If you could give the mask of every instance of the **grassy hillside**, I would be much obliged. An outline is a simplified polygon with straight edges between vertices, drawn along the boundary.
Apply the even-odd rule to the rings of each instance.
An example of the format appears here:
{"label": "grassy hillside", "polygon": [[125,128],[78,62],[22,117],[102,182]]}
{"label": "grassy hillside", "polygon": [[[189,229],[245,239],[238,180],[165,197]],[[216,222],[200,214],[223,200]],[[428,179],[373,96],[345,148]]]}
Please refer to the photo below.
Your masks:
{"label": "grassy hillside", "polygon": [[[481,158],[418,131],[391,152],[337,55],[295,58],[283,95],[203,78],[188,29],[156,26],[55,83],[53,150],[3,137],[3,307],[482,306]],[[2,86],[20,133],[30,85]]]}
════════════════
Short problem
Turn the rows above into a Markdown table with two columns, Number and Line, giving each nonblank line its own entry in order.

Result below
| Number | Line |
|---|---|
| 1 | If you could give the mask of every instance of the **grassy hillside**, I would be much obliged. An outline is a simplified polygon with straight edges between vertices, drawn along the boundary. |
| 2 | Apply the even-odd rule to the rings of each instance. |
| 3 | An example of the format appears here: |
| 4 | {"label": "grassy hillside", "polygon": [[125,128],[78,62],[22,117],[102,182]]} |
| 5 | {"label": "grassy hillside", "polygon": [[[189,229],[245,239],[238,180],[165,197]],[[216,222],[200,214],[223,200]],[[428,179],[373,96],[345,148]]]} |
| 6 | Please refer to the photo below. |
| 7 | Your masks: |
| 8 | {"label": "grassy hillside", "polygon": [[[481,158],[418,131],[391,152],[337,55],[295,58],[283,95],[203,78],[188,29],[156,26],[55,83],[53,150],[3,137],[3,307],[482,306]],[[2,86],[20,133],[30,85]]]} |